*Reading text*
=== Begin Enclosure ===
Efficacy of oleandrin and PBI-05204 against viruses of importance to commercial pig health management

Newman Robert A., Abdelsalam Karim, Buterbaugh Robin, Sastry K. Jagannadha
Frontiers in Animal Science, Volume 5, 2024, ISSN 2673-6225
https://doi.org/10.3389/fanim.2024.1359681

Efficacy of oleandrin and PBI-05204 against viruses of importance to commercial pig health management

Background: Infection by porcine respiratory and reproductive syncytial virus (PRRSV), swine influenza virus (SIV) and porcine epidemic diarrhea (PEDV) adversely affect worldwide pig production. Because effective control remains elusive the present research was designed to explore the in vitro antiviral activity of oleandrin and an N. oleander extract (PBI-05204) against each porcine virus.

Methods: Monkey kidney (MARK-145) cells, Madin-Darby canine kidney cells (MDCK), and African green monkey kidney cells (VERO 76) were used for in vitro culture systems for PRRSV, SIV and PEDV, respectively. Cytotoxicity was established using serial dilutions of oleandrin or PBI-05204. Noncytotoxic concentrations of each product were used either prior to or at 12 h and 24 h following exposure to corresponding viruses. Infectious virus titers were also determined.
=== End Enclosure ===
*Apply what you read*
- a) In the oleandrin study abstract, when were the noncytotoxic concentrations of each product applied relative to virus exposure?
- b) List every cell type that the oleandrin study abstract names as a culture system.

*Information shown*
=== Begin Enclosure ===
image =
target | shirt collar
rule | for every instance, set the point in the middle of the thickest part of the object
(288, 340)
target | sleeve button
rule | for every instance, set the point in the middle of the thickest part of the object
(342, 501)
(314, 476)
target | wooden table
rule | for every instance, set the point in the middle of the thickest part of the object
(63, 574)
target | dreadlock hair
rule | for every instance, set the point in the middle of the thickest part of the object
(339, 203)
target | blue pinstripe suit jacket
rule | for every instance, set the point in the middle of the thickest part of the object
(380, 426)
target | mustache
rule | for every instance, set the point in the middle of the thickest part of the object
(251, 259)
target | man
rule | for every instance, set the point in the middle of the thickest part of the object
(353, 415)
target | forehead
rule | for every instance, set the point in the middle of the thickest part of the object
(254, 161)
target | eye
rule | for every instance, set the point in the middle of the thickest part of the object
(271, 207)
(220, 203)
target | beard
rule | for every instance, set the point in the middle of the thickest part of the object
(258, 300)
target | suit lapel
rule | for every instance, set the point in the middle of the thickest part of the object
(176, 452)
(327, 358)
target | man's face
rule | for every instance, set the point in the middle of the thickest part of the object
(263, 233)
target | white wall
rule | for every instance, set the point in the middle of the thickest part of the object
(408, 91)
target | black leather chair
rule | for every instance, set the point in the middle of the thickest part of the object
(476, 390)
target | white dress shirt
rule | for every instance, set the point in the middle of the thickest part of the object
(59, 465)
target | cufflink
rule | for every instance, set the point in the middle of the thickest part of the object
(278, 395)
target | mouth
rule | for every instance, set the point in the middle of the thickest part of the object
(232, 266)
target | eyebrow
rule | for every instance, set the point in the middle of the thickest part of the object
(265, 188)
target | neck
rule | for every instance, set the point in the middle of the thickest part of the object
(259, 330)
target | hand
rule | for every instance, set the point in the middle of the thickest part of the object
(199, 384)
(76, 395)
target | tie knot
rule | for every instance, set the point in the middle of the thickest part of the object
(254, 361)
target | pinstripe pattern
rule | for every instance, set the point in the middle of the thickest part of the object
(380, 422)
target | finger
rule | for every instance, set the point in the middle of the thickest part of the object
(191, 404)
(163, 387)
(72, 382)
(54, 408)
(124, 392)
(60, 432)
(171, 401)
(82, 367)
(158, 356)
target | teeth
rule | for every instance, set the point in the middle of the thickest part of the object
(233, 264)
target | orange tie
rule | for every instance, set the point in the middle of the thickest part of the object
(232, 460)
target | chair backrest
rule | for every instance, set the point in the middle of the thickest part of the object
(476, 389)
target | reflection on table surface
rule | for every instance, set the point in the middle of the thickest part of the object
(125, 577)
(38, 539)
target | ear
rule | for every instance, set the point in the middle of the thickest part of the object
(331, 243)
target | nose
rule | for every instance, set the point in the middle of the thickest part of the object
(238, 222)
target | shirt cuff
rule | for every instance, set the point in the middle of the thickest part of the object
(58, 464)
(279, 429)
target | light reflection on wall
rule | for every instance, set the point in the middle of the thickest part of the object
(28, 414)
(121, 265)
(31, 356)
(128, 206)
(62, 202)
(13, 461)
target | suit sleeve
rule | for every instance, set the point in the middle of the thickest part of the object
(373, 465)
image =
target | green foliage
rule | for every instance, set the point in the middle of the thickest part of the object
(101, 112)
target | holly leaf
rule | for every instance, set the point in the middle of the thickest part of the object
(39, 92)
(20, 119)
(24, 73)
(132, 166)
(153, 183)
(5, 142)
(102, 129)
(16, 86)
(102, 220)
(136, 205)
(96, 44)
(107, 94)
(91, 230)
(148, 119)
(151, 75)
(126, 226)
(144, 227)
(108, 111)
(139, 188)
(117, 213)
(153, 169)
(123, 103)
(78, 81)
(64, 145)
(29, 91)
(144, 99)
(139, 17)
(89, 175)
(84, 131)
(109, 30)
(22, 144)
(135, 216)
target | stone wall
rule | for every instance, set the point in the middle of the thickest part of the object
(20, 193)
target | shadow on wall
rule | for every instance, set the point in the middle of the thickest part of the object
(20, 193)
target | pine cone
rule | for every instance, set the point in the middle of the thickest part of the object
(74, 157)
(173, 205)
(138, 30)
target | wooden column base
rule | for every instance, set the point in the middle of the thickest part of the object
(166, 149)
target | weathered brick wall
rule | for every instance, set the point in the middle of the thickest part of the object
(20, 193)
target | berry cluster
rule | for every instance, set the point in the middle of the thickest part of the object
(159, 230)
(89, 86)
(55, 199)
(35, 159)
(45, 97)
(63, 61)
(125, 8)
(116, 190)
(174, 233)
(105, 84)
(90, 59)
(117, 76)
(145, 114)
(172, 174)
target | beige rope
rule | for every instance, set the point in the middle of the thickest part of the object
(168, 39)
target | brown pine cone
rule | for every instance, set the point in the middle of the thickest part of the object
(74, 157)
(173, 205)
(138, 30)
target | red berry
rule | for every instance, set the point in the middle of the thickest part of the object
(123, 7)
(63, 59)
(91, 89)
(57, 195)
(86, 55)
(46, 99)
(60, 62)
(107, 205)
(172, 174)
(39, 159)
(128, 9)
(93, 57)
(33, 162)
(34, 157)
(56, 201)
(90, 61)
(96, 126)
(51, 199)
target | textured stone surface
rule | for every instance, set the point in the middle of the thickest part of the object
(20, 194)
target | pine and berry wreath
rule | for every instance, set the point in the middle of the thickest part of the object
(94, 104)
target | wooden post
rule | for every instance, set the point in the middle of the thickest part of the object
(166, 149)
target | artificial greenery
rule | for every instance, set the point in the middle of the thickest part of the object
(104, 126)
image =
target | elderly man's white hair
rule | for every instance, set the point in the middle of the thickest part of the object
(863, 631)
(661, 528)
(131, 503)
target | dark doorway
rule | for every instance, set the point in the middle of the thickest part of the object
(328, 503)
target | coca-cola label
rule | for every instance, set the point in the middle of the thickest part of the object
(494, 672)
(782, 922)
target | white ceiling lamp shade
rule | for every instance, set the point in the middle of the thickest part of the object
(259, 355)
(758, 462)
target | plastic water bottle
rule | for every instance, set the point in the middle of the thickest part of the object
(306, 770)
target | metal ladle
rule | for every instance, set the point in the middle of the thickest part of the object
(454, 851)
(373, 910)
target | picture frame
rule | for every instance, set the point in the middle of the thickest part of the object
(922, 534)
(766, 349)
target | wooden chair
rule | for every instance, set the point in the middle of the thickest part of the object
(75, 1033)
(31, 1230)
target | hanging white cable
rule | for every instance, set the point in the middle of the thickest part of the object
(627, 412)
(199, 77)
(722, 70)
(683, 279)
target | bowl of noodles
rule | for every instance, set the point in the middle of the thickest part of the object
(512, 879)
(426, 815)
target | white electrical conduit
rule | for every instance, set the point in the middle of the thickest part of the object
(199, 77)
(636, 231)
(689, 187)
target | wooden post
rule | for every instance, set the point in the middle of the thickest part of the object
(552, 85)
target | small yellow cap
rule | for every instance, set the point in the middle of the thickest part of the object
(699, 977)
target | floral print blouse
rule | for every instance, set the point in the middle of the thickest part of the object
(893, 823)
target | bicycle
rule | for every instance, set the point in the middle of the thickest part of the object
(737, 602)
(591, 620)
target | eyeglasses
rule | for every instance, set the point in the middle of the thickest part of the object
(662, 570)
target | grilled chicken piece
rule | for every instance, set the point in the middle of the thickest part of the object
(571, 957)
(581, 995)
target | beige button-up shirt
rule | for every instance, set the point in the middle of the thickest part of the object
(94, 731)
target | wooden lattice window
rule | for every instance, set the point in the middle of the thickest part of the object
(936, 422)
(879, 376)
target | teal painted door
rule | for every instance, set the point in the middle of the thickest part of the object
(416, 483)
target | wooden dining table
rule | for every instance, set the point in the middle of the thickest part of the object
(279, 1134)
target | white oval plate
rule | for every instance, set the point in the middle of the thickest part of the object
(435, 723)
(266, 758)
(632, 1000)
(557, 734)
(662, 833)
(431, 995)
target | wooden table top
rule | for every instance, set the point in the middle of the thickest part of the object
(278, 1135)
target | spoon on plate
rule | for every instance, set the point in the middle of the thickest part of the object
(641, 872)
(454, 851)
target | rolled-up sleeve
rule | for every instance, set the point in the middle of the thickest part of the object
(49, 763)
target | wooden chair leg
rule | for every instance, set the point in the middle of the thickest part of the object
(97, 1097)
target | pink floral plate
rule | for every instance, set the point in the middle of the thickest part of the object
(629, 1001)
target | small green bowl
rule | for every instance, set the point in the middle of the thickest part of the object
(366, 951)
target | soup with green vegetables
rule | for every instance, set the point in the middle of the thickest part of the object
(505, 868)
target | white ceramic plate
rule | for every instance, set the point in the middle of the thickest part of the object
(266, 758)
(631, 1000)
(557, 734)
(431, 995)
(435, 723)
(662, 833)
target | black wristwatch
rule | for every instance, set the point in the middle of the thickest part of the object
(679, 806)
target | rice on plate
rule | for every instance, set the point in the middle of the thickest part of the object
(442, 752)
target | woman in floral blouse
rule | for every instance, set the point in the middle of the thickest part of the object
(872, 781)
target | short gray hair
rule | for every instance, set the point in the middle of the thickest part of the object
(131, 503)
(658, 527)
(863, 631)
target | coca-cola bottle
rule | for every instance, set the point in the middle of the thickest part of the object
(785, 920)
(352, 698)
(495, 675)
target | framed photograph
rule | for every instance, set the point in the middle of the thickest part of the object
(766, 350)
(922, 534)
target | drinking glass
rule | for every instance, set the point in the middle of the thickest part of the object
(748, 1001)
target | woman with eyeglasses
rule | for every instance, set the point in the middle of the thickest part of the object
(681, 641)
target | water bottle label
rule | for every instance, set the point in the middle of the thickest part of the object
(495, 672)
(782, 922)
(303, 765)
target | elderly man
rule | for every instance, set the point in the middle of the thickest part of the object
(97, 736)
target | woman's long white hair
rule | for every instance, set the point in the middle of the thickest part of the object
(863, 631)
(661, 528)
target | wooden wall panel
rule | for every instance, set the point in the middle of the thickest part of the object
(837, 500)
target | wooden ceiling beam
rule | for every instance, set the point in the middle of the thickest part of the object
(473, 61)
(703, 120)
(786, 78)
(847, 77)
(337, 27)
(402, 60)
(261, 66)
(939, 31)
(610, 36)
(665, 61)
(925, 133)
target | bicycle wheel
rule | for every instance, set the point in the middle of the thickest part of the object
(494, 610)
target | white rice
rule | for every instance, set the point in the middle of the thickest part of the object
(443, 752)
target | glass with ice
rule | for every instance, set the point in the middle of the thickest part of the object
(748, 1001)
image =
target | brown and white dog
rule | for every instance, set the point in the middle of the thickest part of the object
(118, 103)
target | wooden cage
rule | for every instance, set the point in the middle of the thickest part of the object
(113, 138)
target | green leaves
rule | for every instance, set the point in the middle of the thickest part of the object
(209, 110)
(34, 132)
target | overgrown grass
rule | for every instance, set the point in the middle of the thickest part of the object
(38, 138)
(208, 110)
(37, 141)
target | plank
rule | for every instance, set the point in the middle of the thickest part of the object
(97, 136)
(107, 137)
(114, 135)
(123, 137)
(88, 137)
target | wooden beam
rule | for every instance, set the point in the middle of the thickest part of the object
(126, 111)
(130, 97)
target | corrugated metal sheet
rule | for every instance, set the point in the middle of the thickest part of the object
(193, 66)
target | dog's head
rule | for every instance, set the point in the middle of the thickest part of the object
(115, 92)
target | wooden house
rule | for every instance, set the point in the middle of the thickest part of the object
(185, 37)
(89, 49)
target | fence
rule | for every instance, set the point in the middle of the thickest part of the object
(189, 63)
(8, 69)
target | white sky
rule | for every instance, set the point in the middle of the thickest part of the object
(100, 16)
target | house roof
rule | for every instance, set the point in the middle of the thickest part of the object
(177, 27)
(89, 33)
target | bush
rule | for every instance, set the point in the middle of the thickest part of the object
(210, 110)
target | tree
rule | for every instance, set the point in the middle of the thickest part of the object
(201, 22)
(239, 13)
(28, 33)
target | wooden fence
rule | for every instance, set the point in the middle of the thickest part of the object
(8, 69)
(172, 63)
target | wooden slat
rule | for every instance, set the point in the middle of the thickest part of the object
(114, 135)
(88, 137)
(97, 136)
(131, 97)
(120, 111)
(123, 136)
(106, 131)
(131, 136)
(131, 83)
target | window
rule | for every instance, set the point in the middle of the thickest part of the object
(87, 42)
=== End Enclosure ===
*Answers to the exercises*
- a) Either before exposure or at 12 h and 24 h after exposure.

- b) Monkey kidney (MARK-145) cells, Madin-Darby canine kidney cells (MDCK), and African green monkey kidney cells (VERO 76)